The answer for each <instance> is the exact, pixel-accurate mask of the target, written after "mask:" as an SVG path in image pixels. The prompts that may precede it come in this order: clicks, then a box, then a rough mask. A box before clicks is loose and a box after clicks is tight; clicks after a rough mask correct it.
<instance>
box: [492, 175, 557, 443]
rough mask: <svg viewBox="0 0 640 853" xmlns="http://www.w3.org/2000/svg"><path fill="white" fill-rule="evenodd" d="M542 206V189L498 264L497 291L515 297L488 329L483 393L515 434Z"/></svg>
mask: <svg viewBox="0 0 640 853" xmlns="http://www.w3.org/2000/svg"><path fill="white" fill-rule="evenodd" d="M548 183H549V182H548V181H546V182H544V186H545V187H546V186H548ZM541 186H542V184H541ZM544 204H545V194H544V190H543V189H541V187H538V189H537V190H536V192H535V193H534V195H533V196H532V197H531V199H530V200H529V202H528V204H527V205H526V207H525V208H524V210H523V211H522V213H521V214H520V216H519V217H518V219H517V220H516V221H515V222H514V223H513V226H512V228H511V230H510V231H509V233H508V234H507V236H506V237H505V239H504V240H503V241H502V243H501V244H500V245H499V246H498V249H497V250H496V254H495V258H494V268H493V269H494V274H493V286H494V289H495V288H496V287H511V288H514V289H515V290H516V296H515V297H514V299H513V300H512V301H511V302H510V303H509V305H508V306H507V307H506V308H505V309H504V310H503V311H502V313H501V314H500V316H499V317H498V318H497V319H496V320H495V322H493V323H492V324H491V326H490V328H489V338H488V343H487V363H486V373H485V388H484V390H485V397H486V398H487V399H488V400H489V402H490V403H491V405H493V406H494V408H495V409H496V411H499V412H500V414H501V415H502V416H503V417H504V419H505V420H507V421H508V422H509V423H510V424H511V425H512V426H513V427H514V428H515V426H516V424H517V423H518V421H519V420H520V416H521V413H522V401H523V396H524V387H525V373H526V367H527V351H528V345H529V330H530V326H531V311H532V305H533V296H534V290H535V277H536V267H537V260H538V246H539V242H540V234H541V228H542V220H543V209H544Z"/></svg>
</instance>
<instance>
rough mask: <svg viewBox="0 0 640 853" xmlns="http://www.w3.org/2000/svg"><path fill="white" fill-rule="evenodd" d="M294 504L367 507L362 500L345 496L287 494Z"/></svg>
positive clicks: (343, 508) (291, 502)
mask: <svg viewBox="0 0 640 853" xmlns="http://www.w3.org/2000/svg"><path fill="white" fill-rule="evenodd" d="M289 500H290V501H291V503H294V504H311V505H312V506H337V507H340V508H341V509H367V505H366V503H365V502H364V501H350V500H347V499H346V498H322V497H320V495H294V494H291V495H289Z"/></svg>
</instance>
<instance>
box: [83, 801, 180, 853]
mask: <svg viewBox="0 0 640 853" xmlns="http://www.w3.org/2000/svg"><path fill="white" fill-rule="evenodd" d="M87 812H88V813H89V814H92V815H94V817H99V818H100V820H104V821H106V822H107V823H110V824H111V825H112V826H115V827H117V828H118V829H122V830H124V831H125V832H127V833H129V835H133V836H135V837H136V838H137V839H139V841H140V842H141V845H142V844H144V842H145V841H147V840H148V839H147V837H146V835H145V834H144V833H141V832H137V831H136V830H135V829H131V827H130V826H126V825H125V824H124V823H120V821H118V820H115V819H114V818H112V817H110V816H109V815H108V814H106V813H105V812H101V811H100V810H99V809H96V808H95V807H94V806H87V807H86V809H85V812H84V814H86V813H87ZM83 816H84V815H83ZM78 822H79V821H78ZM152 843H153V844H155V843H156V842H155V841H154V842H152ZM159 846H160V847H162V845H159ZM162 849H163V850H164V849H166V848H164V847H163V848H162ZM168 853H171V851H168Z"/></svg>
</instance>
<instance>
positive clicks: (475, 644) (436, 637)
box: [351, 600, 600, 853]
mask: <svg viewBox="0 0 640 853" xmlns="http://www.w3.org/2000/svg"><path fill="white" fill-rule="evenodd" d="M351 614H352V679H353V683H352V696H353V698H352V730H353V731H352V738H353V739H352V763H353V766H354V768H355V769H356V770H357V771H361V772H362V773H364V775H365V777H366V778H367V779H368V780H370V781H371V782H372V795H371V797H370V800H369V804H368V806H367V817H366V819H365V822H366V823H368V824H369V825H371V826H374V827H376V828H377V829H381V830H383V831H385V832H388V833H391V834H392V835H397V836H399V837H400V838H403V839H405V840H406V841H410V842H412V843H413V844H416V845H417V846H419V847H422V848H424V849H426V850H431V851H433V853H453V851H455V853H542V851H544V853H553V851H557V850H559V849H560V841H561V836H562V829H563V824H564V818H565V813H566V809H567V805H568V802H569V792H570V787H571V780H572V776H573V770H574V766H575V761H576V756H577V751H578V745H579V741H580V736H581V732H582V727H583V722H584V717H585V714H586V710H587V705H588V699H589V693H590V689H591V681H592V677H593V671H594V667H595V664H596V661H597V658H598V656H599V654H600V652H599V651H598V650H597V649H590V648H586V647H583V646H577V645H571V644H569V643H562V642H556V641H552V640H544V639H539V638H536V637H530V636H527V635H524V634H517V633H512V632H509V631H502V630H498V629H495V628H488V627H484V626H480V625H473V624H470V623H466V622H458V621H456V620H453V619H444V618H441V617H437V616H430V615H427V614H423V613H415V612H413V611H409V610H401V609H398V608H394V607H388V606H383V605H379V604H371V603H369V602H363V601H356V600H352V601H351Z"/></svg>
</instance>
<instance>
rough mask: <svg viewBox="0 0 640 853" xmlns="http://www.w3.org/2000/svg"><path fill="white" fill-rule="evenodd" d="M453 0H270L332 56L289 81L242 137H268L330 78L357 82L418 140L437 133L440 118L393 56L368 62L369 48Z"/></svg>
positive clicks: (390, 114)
================
▸ **EXERCISE AIM**
The task requires an exact copy of all the lines above.

▸ **TASK RESPONSE**
The answer for each <instance> is the exact, pixel-accurate mask of the target, written after "mask:" as an SVG path in image pixels. The prompts that may precede it come in this order: clicks, then a box, then a rough mask. A box before clicks is loose and a box after clicks is tight; clicks after a rough mask correct it.
<instance>
box: [492, 175, 557, 443]
rough mask: <svg viewBox="0 0 640 853" xmlns="http://www.w3.org/2000/svg"><path fill="white" fill-rule="evenodd" d="M542 206V189L498 264L497 291L515 297L488 329L483 393L515 434Z"/></svg>
mask: <svg viewBox="0 0 640 853" xmlns="http://www.w3.org/2000/svg"><path fill="white" fill-rule="evenodd" d="M548 183H549V182H548V181H546V182H544V186H545V187H546V186H548ZM541 186H542V184H541ZM544 204H545V194H544V190H543V189H541V187H538V189H537V190H536V192H535V193H534V195H533V196H532V197H531V199H530V200H529V202H528V204H527V205H526V207H525V208H524V210H523V211H522V213H521V214H520V216H519V217H518V219H517V220H516V221H515V222H514V223H513V226H512V228H511V230H510V231H509V233H508V234H507V236H506V237H505V239H504V240H503V241H502V243H501V244H500V245H499V246H498V249H497V250H496V254H495V258H494V268H493V269H494V274H493V286H494V289H495V288H496V287H511V288H514V289H515V290H516V296H515V297H514V299H513V300H512V301H511V302H510V303H509V305H508V306H507V307H506V308H505V309H504V310H503V311H502V313H501V314H500V316H499V317H498V318H497V319H496V320H495V322H493V323H492V324H491V326H490V328H489V338H488V343H487V363H486V373H485V388H484V390H485V397H486V398H487V399H488V400H489V402H490V403H491V405H493V406H494V408H495V409H496V411H499V412H500V414H501V415H502V416H503V417H504V419H505V420H507V421H508V422H509V423H510V424H511V425H512V426H513V427H514V428H515V426H516V424H517V423H518V421H519V420H520V416H521V413H522V401H523V396H524V387H525V373H526V367H527V351H528V345H529V330H530V326H531V311H532V305H533V296H534V290H535V277H536V267H537V260H538V246H539V242H540V234H541V228H542V220H543V209H544Z"/></svg>
</instance>
<instance>
rough mask: <svg viewBox="0 0 640 853" xmlns="http://www.w3.org/2000/svg"><path fill="white" fill-rule="evenodd" d="M294 504L367 507L362 500L345 496L287 494Z"/></svg>
positive clicks: (343, 508) (291, 502)
mask: <svg viewBox="0 0 640 853" xmlns="http://www.w3.org/2000/svg"><path fill="white" fill-rule="evenodd" d="M289 500H290V501H291V503H294V504H311V505H312V506H337V507H340V508H341V509H367V505H366V503H365V502H364V501H350V500H347V499H346V498H322V497H320V495H294V494H291V495H289Z"/></svg>
</instance>
<instance>
box: [83, 801, 180, 853]
mask: <svg viewBox="0 0 640 853" xmlns="http://www.w3.org/2000/svg"><path fill="white" fill-rule="evenodd" d="M87 812H88V813H89V814H92V815H94V817H99V818H100V820H104V821H106V822H107V823H110V824H111V825H112V826H115V827H117V828H118V829H122V830H124V831H125V832H127V833H129V835H133V836H135V837H136V838H137V839H139V841H140V842H141V845H142V844H144V842H145V841H147V840H148V839H147V837H146V835H145V834H144V833H141V832H137V831H136V830H135V829H131V827H130V826H126V825H125V824H124V823H120V821H118V820H115V819H114V818H112V817H110V816H109V815H108V814H106V813H105V812H101V811H100V810H99V809H96V808H95V807H94V806H87V807H86V809H85V812H84V814H86V813H87ZM83 816H84V815H83ZM78 822H79V821H78ZM152 843H153V844H155V843H156V842H155V841H154V842H152ZM159 846H160V847H162V845H159ZM162 849H163V850H164V849H166V848H164V847H163V848H162ZM168 853H171V851H168Z"/></svg>
</instance>
<instance>
positive clicks: (475, 644) (436, 637)
box: [351, 600, 600, 853]
mask: <svg viewBox="0 0 640 853" xmlns="http://www.w3.org/2000/svg"><path fill="white" fill-rule="evenodd" d="M351 614H352V679H353V683H352V696H353V698H352V730H353V731H352V738H353V739H352V763H353V766H354V768H355V769H356V770H357V771H361V772H362V773H364V775H365V777H366V778H367V779H368V780H370V781H371V782H372V795H371V797H370V800H369V804H368V806H367V817H366V819H365V822H366V823H368V824H369V825H371V826H374V827H376V828H377V829H381V830H383V831H385V832H388V833H391V834H392V835H397V836H399V837H400V838H403V839H405V840H406V841H410V842H412V843H413V844H416V845H417V846H419V847H422V848H424V849H426V850H431V851H433V853H453V851H455V853H542V851H544V853H553V851H557V850H559V849H560V841H561V836H562V829H563V824H564V818H565V813H566V809H567V805H568V802H569V792H570V787H571V780H572V776H573V770H574V766H575V761H576V756H577V751H578V745H579V741H580V736H581V732H582V727H583V722H584V717H585V714H586V710H587V705H588V699H589V693H590V689H591V681H592V677H593V671H594V667H595V664H596V661H597V658H598V656H599V654H600V652H599V651H598V650H597V649H590V648H586V647H583V646H577V645H571V644H569V643H562V642H556V641H552V640H544V639H539V638H536V637H530V636H527V635H524V634H517V633H512V632H509V631H502V630H498V629H495V628H488V627H484V626H480V625H473V624H470V623H466V622H458V621H456V620H453V619H444V618H441V617H437V616H430V615H427V614H423V613H415V612H413V611H409V610H401V609H398V608H394V607H388V606H383V605H379V604H371V603H369V602H363V601H356V600H352V601H351Z"/></svg>
</instance>
<instance>
rough mask: <svg viewBox="0 0 640 853" xmlns="http://www.w3.org/2000/svg"><path fill="white" fill-rule="evenodd" d="M453 0H270L332 56L289 81L242 137H268L330 78L357 82L418 140L437 133L440 118L393 56L368 62L369 48Z"/></svg>
positive clicks: (390, 114)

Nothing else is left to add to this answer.